## REQUIRED WORK
Starting at the line that contains "bollard, one line per instance.", transcribe every remaining line of the entries exactly, including the last one.

Excerpts of location labeling data:
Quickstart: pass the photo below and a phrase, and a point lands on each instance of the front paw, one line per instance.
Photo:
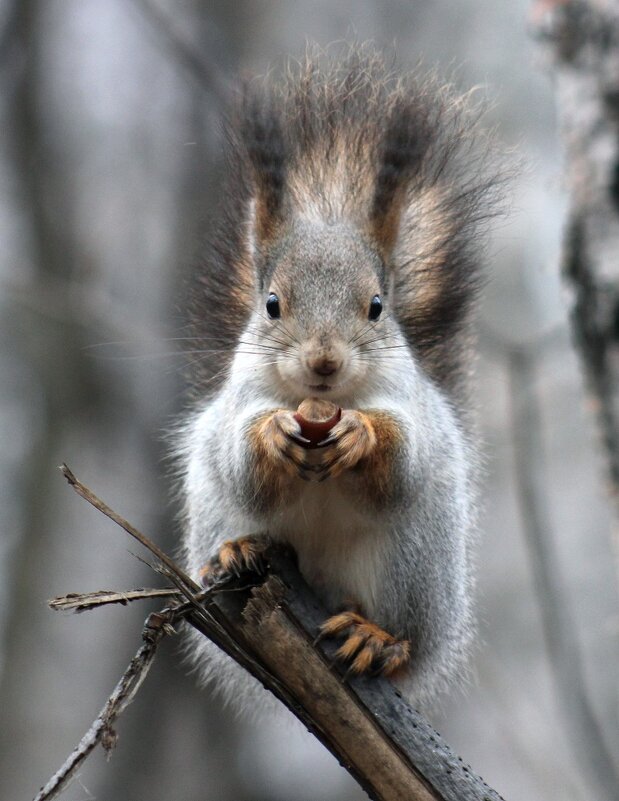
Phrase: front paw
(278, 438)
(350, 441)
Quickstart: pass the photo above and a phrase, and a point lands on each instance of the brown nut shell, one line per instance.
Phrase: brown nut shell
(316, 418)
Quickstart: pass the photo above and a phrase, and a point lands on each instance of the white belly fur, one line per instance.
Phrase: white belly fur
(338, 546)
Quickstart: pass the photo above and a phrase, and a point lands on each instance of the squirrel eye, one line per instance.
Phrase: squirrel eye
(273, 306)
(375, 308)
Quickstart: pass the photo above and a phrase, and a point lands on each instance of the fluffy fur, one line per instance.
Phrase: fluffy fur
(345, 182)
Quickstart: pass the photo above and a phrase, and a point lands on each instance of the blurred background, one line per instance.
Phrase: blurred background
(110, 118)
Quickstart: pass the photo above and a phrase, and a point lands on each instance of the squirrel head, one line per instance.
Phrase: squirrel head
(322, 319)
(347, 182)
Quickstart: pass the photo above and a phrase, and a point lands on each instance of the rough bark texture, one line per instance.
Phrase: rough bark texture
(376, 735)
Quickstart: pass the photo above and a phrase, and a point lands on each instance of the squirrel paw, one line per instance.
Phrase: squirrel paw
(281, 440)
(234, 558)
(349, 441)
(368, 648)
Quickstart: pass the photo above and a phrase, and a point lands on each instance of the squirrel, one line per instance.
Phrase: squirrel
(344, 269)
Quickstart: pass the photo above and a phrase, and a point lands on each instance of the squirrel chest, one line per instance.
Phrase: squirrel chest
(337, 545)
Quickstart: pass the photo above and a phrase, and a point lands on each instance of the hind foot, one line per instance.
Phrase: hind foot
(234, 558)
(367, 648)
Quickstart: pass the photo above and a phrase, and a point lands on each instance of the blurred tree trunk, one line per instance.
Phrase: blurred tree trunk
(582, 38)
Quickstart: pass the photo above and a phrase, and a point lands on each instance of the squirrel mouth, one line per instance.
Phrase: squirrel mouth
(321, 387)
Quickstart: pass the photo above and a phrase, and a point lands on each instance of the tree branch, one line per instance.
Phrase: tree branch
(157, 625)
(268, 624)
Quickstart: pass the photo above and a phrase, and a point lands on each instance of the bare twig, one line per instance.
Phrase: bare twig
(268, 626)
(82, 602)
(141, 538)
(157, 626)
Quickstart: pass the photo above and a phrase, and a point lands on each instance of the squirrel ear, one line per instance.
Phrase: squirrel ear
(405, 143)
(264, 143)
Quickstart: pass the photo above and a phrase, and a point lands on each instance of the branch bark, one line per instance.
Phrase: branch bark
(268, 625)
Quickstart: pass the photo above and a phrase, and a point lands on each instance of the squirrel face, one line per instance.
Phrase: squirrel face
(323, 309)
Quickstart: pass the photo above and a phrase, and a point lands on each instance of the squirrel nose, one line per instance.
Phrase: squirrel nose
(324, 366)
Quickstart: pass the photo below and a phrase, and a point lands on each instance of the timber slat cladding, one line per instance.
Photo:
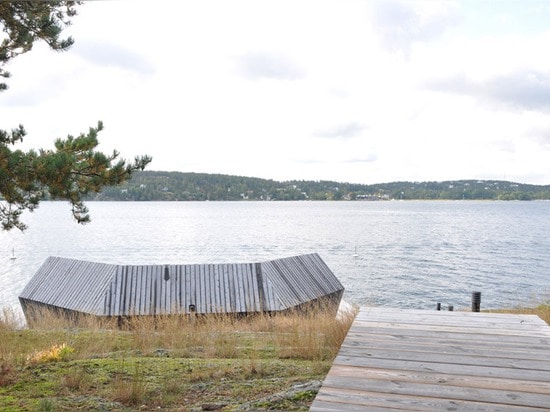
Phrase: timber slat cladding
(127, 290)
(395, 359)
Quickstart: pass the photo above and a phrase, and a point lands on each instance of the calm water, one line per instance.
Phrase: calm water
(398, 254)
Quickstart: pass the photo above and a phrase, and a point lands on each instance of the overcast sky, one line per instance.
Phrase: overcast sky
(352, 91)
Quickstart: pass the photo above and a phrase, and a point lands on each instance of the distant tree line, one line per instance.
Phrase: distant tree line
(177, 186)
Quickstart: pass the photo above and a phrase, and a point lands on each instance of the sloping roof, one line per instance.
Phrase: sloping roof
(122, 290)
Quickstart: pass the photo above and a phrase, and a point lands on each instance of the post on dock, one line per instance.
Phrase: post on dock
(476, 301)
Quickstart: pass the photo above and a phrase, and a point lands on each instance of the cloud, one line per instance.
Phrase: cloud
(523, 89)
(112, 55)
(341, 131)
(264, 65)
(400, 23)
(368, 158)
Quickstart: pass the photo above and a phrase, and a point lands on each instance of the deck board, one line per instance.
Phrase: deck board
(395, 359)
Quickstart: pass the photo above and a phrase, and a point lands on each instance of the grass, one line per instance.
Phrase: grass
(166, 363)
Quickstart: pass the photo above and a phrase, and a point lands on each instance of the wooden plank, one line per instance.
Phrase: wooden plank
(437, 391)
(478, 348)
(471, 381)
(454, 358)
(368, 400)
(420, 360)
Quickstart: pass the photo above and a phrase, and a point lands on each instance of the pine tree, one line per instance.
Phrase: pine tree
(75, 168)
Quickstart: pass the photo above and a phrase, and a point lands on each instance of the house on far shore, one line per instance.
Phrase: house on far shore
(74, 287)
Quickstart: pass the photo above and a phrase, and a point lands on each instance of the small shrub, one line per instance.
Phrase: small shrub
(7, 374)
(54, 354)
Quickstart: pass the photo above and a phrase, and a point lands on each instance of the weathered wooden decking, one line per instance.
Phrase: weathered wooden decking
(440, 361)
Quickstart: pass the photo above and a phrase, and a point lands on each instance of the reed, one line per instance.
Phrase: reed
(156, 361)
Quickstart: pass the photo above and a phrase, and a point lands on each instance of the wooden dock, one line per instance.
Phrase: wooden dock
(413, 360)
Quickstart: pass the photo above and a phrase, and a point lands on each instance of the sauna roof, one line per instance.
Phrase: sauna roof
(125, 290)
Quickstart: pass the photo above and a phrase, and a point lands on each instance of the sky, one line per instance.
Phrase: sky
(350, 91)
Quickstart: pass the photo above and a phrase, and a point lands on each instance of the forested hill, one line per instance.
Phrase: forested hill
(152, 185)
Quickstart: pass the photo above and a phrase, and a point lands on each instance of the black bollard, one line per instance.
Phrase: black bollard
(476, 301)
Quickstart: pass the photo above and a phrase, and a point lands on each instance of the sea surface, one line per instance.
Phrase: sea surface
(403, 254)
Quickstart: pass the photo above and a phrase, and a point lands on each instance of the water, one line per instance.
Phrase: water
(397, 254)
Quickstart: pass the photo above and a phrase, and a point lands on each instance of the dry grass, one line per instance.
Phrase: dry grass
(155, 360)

## TASK RESULT
Quickstart: pass the photo above and a phrase, and a point lands on each instance of the black bollard, one line per instance.
Phrase: black bollard
(476, 301)
Quickstart: pass the photo above and a phrase, and a point lands on each instance of the sea surface, one line per instance.
Phrase: sea surface
(403, 254)
Quickstart: pass the photo above and a phrase, and a point lands on each instance of the water, one line per instance.
Phrase: water
(397, 254)
Quickstart: pass the photo above and a phrase, and a point lands on each instance of the dry grass, one line per instance.
Phrase: dry grass
(155, 360)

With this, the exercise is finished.